◆ EXERCISE: Please give all of the data again, character for character, and drop the pictures.

(Extracted data entries)
★ ★ ★ ★ ★ ★ ★

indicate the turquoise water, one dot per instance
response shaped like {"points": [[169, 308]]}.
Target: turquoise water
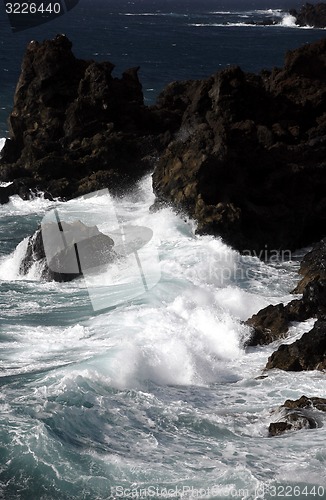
{"points": [[153, 397]]}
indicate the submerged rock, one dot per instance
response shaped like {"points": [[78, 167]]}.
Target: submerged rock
{"points": [[311, 15], [273, 322], [303, 413]]}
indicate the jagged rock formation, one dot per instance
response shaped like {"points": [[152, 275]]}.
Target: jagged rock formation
{"points": [[311, 15], [249, 160], [303, 413], [307, 353], [313, 266], [273, 322], [75, 128]]}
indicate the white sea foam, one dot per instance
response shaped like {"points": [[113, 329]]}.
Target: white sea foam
{"points": [[289, 21]]}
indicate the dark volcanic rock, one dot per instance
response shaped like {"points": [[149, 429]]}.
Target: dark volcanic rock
{"points": [[311, 15], [273, 322], [75, 128], [92, 247], [303, 413], [249, 160], [307, 353], [269, 324], [313, 266]]}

★ ★ ★ ★ ★ ★ ★

◆ EXERCISE SOLUTION:
indicate the turquoise water, one dot per instance
response shaped like {"points": [[169, 308]]}.
Target: turquoise water
{"points": [[153, 397]]}
indicate the submerged rock, one dot per instance
response shaped like {"points": [[78, 167]]}.
Target: submerged rock
{"points": [[311, 15], [273, 322], [303, 413]]}
indicate the jagged rock formation, one dot per instance
response shaped like {"points": [[152, 275]]}.
Target: jagged rock formation
{"points": [[311, 15], [249, 160], [303, 413], [307, 353], [313, 266], [273, 322], [75, 128]]}
indicate the white sea foam, one dot per instance
response shaped like {"points": [[113, 329]]}.
Target: white sea foam
{"points": [[289, 21]]}
indicate the dark volcanic rock, one dot per instance
response shaped like {"points": [[149, 429]]}.
Target: dark volcanic rock
{"points": [[311, 15], [273, 322], [75, 128], [92, 247], [303, 413], [249, 160], [307, 353], [269, 324], [313, 266]]}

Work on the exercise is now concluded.